** What you will do **
Reproduce the listing that follows, line for line.

** Record excerpts **
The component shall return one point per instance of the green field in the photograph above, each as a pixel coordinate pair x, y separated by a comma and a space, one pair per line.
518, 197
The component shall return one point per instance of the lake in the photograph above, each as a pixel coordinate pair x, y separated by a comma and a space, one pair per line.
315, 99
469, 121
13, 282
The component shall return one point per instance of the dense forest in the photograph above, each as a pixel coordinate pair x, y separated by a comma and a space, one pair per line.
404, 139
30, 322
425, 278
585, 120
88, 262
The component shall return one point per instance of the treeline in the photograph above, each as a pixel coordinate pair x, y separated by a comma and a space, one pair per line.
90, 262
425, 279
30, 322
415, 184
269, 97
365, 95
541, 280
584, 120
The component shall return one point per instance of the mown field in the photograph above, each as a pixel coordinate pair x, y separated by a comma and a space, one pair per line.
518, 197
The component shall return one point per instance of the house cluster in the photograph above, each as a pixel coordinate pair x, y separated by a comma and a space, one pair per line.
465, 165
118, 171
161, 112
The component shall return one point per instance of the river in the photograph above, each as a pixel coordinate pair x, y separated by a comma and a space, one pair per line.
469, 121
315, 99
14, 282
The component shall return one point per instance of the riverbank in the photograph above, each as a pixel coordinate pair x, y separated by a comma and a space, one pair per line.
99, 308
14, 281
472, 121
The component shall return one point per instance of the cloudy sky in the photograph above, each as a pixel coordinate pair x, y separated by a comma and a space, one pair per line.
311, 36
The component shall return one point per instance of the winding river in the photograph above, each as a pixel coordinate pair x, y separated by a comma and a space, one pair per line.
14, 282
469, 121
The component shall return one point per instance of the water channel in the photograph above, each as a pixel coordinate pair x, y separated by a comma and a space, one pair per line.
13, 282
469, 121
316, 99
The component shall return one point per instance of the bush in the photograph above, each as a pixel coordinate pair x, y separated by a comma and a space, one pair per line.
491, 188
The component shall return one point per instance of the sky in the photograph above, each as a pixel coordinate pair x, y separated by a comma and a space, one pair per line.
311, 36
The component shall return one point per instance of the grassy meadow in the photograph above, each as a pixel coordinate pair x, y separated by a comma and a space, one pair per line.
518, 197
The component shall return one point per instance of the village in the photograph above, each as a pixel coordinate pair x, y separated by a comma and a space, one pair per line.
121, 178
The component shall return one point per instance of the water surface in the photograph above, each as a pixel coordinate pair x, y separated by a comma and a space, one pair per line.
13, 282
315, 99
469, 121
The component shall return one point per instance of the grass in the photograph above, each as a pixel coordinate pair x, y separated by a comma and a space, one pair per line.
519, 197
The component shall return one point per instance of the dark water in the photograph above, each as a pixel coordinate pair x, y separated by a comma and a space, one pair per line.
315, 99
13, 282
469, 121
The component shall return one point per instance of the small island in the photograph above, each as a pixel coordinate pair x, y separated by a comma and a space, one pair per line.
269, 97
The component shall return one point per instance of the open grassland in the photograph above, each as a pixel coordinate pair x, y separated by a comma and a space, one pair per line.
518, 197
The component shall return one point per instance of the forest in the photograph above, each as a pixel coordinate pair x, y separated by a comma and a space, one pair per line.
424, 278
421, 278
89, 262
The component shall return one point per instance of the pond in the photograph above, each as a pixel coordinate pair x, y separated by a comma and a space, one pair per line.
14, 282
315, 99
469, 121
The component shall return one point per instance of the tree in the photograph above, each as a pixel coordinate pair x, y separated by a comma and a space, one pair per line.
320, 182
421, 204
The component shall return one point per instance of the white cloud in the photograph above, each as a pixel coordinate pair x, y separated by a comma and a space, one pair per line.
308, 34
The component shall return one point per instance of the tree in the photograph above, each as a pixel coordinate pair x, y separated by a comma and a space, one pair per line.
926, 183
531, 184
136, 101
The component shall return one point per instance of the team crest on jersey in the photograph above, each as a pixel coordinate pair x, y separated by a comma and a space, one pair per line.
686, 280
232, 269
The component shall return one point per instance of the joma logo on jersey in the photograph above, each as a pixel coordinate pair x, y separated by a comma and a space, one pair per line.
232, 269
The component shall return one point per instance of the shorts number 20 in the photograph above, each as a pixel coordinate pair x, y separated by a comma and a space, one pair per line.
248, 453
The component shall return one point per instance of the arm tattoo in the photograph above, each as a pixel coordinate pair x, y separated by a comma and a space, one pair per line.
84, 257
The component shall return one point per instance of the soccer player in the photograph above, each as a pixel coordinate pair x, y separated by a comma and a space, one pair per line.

** Answer to this task **
The component shall return one point per instance of the green field in the photograph above, each as a pixel coordinate pair x, y separated by a comma and a space, one pair per line.
518, 197
The component shall return one point per instance of the lake in the photograph above, each as a pixel coordinate pair x, y separated by a comma and a space, one pair per line.
315, 99
469, 121
13, 282
The component shall return one point per instance of the dense forest in the photograph above, each as a pixel coordinate pair x, y separated by a comma and a space, one pair per line.
404, 139
30, 322
425, 278
585, 120
88, 262
The component shall return one point per instance of the treeline in the photograph above, each as a pixel coordinate pair x, y separated by a comma and a space, one pair per line.
90, 262
425, 279
30, 322
415, 184
269, 97
365, 95
541, 280
584, 120
The component shall return one point per instance of the mown field in the photograph above, each as a pixel coordinate pair x, y separated by a comma and a space, one pair per line.
518, 197
The component shall return one point per instance of the house cluster in the photograph above, each as a pixel coordinate pair x, y separated by a comma and a space, one pair per line.
465, 165
118, 171
161, 112
The component shall return one point per instance of the river in the photograph above, each as a pixel coordinate pair x, y separated by a comma and a space, one pair per line.
469, 121
315, 99
14, 282
The component shall return one point per instance of the riverbank in the photograph above, each as a pixel coordinate pair x, y separated by a comma and a space, one pair per line.
99, 308
14, 281
472, 121
The component shall return one point per instance of the cloudy sky in the photograph above, each as a pixel coordinate pair x, y separated by a comma and a space, one pair per line.
311, 36
The component shall return one point per instance of the winding river in the photograph above, each as a pixel coordinate pair x, y separated by a comma and a space, one pair per line.
14, 282
469, 121
The component shall return one point per instance of the water channel in the photograph above, each as a pixel coordinate pair x, y separated by a comma and a space, one pair per line.
13, 282
469, 121
316, 99
The component shall return one point per instance of the bush in the photograph above, each as a pixel coordinate pair x, y separated by a comma and a space, one pair per line.
491, 188
The component shall return one point per instance of the sky in the photograph above, each as a pixel coordinate pair x, y separated by a comma and a space, one pair per line.
311, 36
The component shall return one point per instance of the grassy meadow in the photograph above, each as a pixel coordinate pair x, y separated by a comma and a space, one pair per line.
518, 197
The component shall return one point per instance of the village in the photograph above, each as a pixel coordinate pair x, y separated by a comma and a space, one pair per line.
121, 178
The component shall return one point per instance of the water surface in the photograph above, each as a pixel coordinate pair x, y separated by a comma and a space, one pair per line.
13, 282
315, 99
469, 121
The component shall return one point per instance of the grass in the photograph above, each as a pixel coordinate pair x, y separated by a comma and a space, one pair per line.
519, 197
The component shall return one point per instance of the dark water in the photograph above, each as a pixel coordinate pair x, y separated by a comma and a space, one pair per line.
315, 99
13, 282
469, 121
The component shall return one point per instance of the small island in the photograph above, each as a pixel coordinate pair x, y separated by a comma and a space, one pair per line.
269, 97
The component shall return one point per instance of the open grassland in the photograph above, each as a pixel coordinate pair x, y separated by a comma and a space, one pair per line.
518, 197
The component shall return one point per instance of the forest in the photograph above, each as a pixel coordinate pair x, y separated by a comma and a space, one pair per line.
424, 278
421, 278
89, 262
The component shall return one point per instance of the pond in the photograph above, each as a pixel coordinate pair x, y separated by a comma and a space, one pair per line.
14, 282
315, 99
469, 121
The component shall return one point per instance of the tree in the photograph above, each as a pixel coordinate pair x, y separated by a comma and a space, one pair per line.
320, 182
421, 204
The component shall return one point per instance of the white cloud in the photograph above, each as a pixel coordinate pair x, y separated by a comma and a space, one pair per line.
308, 34
The component shall return one point per instance of the tree in the photograph above, each as a pixel coordinate pair x, y separated by a comma and a space, one pair per line.
926, 183
531, 184
136, 101
The component shall return one point per instance of the team crest on jersey in the photograph above, each as a pixel coordinate pair x, y separated by a comma and a space, one pair per line.
686, 280
232, 269
The component shall return one point per instance of the joma logo on jersey in the photograph above, each as a pixel coordinate pair x, y separated by a comma and a space, one pair per line.
232, 269
The component shall return one point per instance of the shorts number 20 in the photograph above, each as a pixel coordinate pair x, y separated by a comma and a space, one pair per line.
248, 453
The component shall return one point per instance of the arm tattoo in the photograph above, each as a pixel coordinate pair x, y separated by a comma and a space, one pair per line.
84, 257
The component shall return one point per instance of the soccer player in the photograph above, each as a pixel coordinate pair x, y separated by a comma and a space, one pair per line.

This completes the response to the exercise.